## APA YANG DIKERJAKAN:
a - Jawab pertanyaan berikut berdasarkan teks tentang adat perkawinan suku Sasak:
(i) Apa nama acara yang dipakai dalam proses perkawinan adat Sasak sebelum agama Islam masuk ke pulau Lombok?
(ii) Siapa pemimpin rombongan dari Jawa yang membawa ajaran Islam ke Gumi Sasak?
(iii) Kain berwarna apa yang menjadi lambang adat?
b - Teruskan teks tentang adat perkawinan suku Sasak, dimulai setelah kalimat terakhirnya.

## KUTIPAN:
•••••
ADAT PERKAWINAN SUKU SASAK (Bagian 1)

amaq seruni*

merarik 4

Pengantar

sasaQgagah – Sebelum agama islam masuk di pulau Lombok (Gumi Lombok), proses perkawinan adat Sasak dilakukan melalui proses “Rerembuk “. Dimana dalam acara perembuk ini dihadiri oleh para tetua (Sesepuh, Penglingsir serta tokoh lainnya), selain itu kedua belah pihak (pihak laki dan pihak wanita) serta keluarga yang lainnya juga dihadirkan dalam acara ini.

Rerembuk merupakan acara peresmian perkawinan dengan sistim penyaksian yang disertai dengan acara syukuran/selamatan (Bahasa sasak : Begawe/Rowah) dengan maksud memohon berkah dari yang dianggap keramat baik berupa benda ataupun pepohonan.
Setelah ajaran agama Islam masuk ke Gumi Sasak yang dibawa oleh rombongan dari Jawa yang dipimpin oleh Pangeran Prapen (Sunan Prapen) sekitar tahun 1450 SM, maka perubahan besarpun terjadi di gumi Sasak dengan menyebarnya ajaran Islam ke seantero gumi Sasak.

Untuk mempercepat perkembangan Islam, maka penyebarannyapun dilakukan dengan merangkul semua kesenian-kesenian dan budaya-budaya adat Sasak terlebih dahulu sehingga melahirkan “ Adat Bersendikan Syara’ dan Syara’ Bersendikan AL-Qur’an (Agama) “
Tidak luput dari pengaruh ajaran agama Islam, maka prosesi pernikahan adat Sasakpun disesuaikan sehingga semua seni budaya adat Sasak tidak ada yang bertentangan dengan ajaran agama Islam.
Jika diibaratkan dengan sepasang kaki, maka kaki kanan adalah agama sedangkan kaki kiri adalah adat. Sehingga jika suku Sasak hidup dengan salah satu kaki saja, maka betapa lelah dan lama untuk mencapai suatu tujuan.

Berdasarkan pengibaratan itulah maka terbentuk lambang agama dan lambang adat yang disatukan dalam satu ikatan kain putih sebagai lambang agama dan kain hitam sebagai lambang adat.
•••••
## DATA YANG DITAMPILKAN:

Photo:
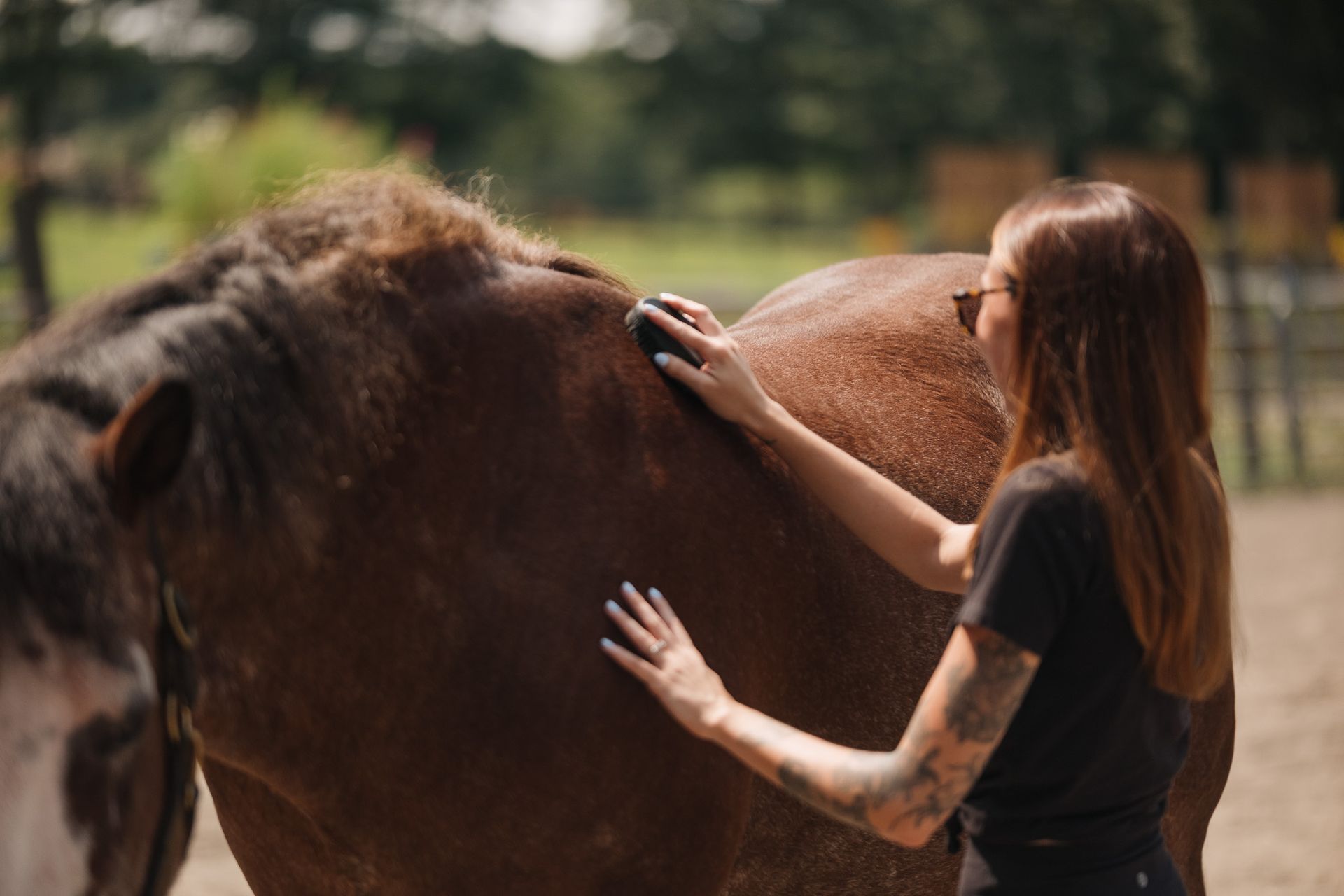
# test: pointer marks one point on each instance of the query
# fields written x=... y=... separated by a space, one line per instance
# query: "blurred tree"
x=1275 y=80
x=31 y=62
•••••
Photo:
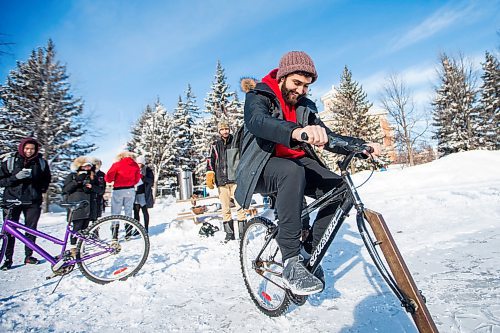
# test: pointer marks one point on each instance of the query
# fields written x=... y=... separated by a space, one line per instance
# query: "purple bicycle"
•••••
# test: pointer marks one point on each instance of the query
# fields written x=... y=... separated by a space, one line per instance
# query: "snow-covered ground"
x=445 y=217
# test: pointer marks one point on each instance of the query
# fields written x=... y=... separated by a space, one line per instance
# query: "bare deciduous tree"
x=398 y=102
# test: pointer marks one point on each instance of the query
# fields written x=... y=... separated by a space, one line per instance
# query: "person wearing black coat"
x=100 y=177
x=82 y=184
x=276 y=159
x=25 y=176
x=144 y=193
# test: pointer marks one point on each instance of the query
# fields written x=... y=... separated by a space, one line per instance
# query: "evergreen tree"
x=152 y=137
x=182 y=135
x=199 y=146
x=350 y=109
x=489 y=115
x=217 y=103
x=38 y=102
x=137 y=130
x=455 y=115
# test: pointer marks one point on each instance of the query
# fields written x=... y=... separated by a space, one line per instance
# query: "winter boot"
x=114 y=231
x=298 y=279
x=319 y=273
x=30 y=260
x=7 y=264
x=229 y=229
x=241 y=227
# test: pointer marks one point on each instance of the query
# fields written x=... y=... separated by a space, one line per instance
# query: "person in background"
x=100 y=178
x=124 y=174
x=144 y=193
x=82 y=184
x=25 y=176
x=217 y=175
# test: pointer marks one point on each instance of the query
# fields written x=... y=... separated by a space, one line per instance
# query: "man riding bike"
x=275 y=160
•••••
## JAWABAN TUGAS:
a -
(i) Rerembuk.
(ii) Pangeran Prapen (Sunan Prapen).
(iii) Kain hitam.

b -
Proses penyatuan kain putih dan kain hitam ini menjadi awal mula penggunaan “SESIRAH “ . Kata Sesirah berasal dari kata “Sirah” yang berarti kepala. Disamping lambing agama dan lambing adat dalam sesirah tersebut, ada juga yang disebut dengan “Leweng (Piring Kuningan)” sebagai lambing pemberitahuan kehilangan.
Dengan demikian sesirah tersebut terdiri dari 3 jenis, yaitu : Kain Putih, Kain Hitam, dan Leweng.

Sesirah ini selalu dibawa manakala sedang melakukan prosesi perkawinan, seperti : Pesejati, Peselabar, Nunas patutan, dan Sorong serah aji krame.

Karena suku Sasak yang dalam proses perkawinannya tidak melakukan sistim melamar akan tetapi suku sasak melakukan proses perkawinan dengan sistim “Kawin Lari“. Cara atau sistim ini disetujui/disepakati oleh masyarakat suku Sasak dengan alasan sebagai berikut ; 1) Yang memiliki rencana berumah tangga adalah anak laki-laki dan anak perempuan sehingga mereka bebas menentukan pilihan hatinya tanpa ada tekanan dari siapapun. 2) Adanya kekhawatiran jika orang tua perempuan akan bersifat materialistis bila melakukan lamaran, karena semua orang tua berharap mendapat calon menantu yang mapan. Pada kondisi ini cenderung terjadi pemaksaan untuk mengikuti pilihan orang tua padahal belum tentu sesuai menurut anak perempuannya., 3) Adanya kekhawatiran jika yang melakukan lamaran berasal dari keluarga sendiri ataupun orang lain namun orang tua lebih memilih orang lain sehingga menimbulkan perpecahan keluarga.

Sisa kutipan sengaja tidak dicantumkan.